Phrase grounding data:
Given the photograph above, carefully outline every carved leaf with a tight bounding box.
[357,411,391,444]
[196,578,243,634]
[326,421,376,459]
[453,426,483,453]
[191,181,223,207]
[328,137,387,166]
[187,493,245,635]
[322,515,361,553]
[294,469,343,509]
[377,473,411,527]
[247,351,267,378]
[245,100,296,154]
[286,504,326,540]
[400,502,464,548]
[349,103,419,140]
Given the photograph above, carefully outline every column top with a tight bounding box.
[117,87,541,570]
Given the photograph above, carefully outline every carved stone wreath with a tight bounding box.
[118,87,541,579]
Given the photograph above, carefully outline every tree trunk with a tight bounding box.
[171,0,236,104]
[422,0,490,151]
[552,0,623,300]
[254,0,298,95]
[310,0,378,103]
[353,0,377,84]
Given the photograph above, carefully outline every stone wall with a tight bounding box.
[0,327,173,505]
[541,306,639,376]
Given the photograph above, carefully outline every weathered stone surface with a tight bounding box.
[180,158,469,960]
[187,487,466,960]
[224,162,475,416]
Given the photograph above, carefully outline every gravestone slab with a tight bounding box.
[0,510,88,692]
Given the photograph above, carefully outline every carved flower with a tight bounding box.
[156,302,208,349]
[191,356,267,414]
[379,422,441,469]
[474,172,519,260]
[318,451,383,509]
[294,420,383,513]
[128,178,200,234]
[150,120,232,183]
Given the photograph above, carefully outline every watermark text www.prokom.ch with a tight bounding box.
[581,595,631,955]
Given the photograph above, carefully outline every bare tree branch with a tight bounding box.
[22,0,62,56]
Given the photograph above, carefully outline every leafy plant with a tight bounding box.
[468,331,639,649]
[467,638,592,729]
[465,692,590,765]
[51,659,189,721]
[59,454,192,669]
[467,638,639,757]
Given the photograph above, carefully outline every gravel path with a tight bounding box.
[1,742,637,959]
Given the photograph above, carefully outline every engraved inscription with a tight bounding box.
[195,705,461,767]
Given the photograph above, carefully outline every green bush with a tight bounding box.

▸ **PROBLEM DETAILS**:
Set down exactly, and only, the lines from the one containing "Given the photograph above, carefully outline every engraved" through the final line of the entries above.

▸ **ANSWER FOR THIS EXERCISE**:
Given the photograph above, carefully outline every engraved inscription with a tight bounding box.
[195,705,461,767]
Given the photograph above, carefully outline every green bush with a tight bounding box.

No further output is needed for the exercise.